* [WHAT IS ASKED]:
Go through the listing and copy every line word for word.

* [DATA PROVIDED]:
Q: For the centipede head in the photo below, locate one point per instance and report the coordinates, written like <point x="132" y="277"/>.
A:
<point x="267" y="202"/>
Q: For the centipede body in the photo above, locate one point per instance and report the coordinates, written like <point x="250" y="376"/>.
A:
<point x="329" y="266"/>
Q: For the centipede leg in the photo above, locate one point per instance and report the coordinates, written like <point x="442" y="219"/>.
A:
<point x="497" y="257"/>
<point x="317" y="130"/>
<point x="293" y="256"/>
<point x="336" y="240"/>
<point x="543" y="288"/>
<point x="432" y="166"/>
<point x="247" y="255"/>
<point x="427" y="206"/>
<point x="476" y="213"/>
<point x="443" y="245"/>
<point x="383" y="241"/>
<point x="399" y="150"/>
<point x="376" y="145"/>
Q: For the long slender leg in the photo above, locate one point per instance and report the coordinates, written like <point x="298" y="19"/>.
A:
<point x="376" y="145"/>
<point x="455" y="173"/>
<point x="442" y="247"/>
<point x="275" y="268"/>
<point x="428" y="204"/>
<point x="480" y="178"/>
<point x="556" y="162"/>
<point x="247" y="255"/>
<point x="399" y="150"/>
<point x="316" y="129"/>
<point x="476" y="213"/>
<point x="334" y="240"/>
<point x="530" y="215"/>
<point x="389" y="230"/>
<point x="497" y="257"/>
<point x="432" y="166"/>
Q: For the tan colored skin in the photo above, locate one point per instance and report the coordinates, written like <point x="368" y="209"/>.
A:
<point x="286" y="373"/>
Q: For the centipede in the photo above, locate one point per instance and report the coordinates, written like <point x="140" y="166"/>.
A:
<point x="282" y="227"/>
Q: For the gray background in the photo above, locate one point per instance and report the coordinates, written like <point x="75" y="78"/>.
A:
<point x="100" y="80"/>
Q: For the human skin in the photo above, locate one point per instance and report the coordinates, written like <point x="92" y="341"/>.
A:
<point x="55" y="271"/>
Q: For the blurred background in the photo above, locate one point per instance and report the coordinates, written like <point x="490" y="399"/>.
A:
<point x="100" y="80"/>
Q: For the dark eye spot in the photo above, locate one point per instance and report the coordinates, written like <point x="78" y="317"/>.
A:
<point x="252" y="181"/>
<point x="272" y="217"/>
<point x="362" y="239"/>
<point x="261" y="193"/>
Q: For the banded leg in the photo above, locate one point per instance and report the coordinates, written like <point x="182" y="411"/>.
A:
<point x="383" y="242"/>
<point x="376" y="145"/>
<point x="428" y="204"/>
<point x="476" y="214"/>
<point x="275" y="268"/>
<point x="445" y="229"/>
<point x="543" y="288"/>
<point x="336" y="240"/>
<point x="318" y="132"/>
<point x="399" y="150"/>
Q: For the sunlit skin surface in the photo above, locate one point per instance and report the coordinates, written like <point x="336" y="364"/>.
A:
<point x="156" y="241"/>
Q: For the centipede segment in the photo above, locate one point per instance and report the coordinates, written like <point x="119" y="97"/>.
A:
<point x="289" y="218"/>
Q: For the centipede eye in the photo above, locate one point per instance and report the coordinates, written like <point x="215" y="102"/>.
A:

* [OUTPUT BELOW]:
Q: For the centipede head in the photo below, locate one point per instance and report the coordinates, written like <point x="132" y="277"/>.
A:
<point x="267" y="202"/>
Q: For the centipede body in the photo above, locate one point per instance and report the coordinates, written like <point x="250" y="376"/>.
A:
<point x="329" y="266"/>
Q: For the centipede leg in the photo above, locate one point per instance and report the coordinates, written like <point x="442" y="219"/>.
A:
<point x="497" y="257"/>
<point x="317" y="130"/>
<point x="293" y="256"/>
<point x="336" y="240"/>
<point x="543" y="288"/>
<point x="432" y="166"/>
<point x="247" y="255"/>
<point x="427" y="206"/>
<point x="476" y="213"/>
<point x="443" y="245"/>
<point x="383" y="241"/>
<point x="399" y="150"/>
<point x="376" y="145"/>
Q: For the long slender leg in the photo above, locate one point per instance and report the coordinates, written like <point x="298" y="19"/>.
A:
<point x="376" y="145"/>
<point x="455" y="173"/>
<point x="442" y="247"/>
<point x="275" y="268"/>
<point x="428" y="204"/>
<point x="480" y="178"/>
<point x="556" y="162"/>
<point x="247" y="255"/>
<point x="399" y="150"/>
<point x="316" y="129"/>
<point x="476" y="213"/>
<point x="334" y="240"/>
<point x="530" y="215"/>
<point x="389" y="230"/>
<point x="497" y="257"/>
<point x="432" y="166"/>
Q: For the tan colored skin in the photo above, locate one point per instance and report the coordinates, written like <point x="368" y="209"/>.
A:
<point x="286" y="373"/>
Q: For the centipede in the photo above, locate one point per instance and report the coordinates, written like <point x="140" y="166"/>.
A:
<point x="282" y="227"/>
Q: For the gray background in the photo above, locate one point per instance and report the coordinates, written like <point x="75" y="78"/>.
A:
<point x="100" y="80"/>
Q: For the human skin in the photo above, locate one point per instance and report the coordinates, written like <point x="92" y="341"/>.
A:
<point x="55" y="271"/>
Q: For the blurred background in the photo above, locate one point per instance and report the coordinates, written like <point x="490" y="399"/>.
A:
<point x="100" y="80"/>
Q: For the dark eye spot in the photo above, locate one point per instance and report the coordinates, written like <point x="78" y="317"/>.
A:
<point x="252" y="181"/>
<point x="272" y="217"/>
<point x="362" y="239"/>
<point x="261" y="193"/>
Q: For the banded leg in the photo above, locate one point per instance and report the coordinates, written like <point x="182" y="411"/>.
A:
<point x="383" y="242"/>
<point x="376" y="145"/>
<point x="428" y="204"/>
<point x="476" y="214"/>
<point x="275" y="268"/>
<point x="445" y="229"/>
<point x="543" y="288"/>
<point x="336" y="240"/>
<point x="318" y="132"/>
<point x="399" y="150"/>
Q: For the sunlit skin surface in the photo above, locate one point per instance and report the coordinates, written like <point x="336" y="364"/>.
A:
<point x="156" y="241"/>
Q: For the centipede segment in the photo above, locate one point per instance and report the coordinates, written like <point x="119" y="97"/>.
A:
<point x="289" y="218"/>
Q: For the centipede eye in the photo above, locate one point per instance and report the coordinates, written like <point x="215" y="102"/>.
A:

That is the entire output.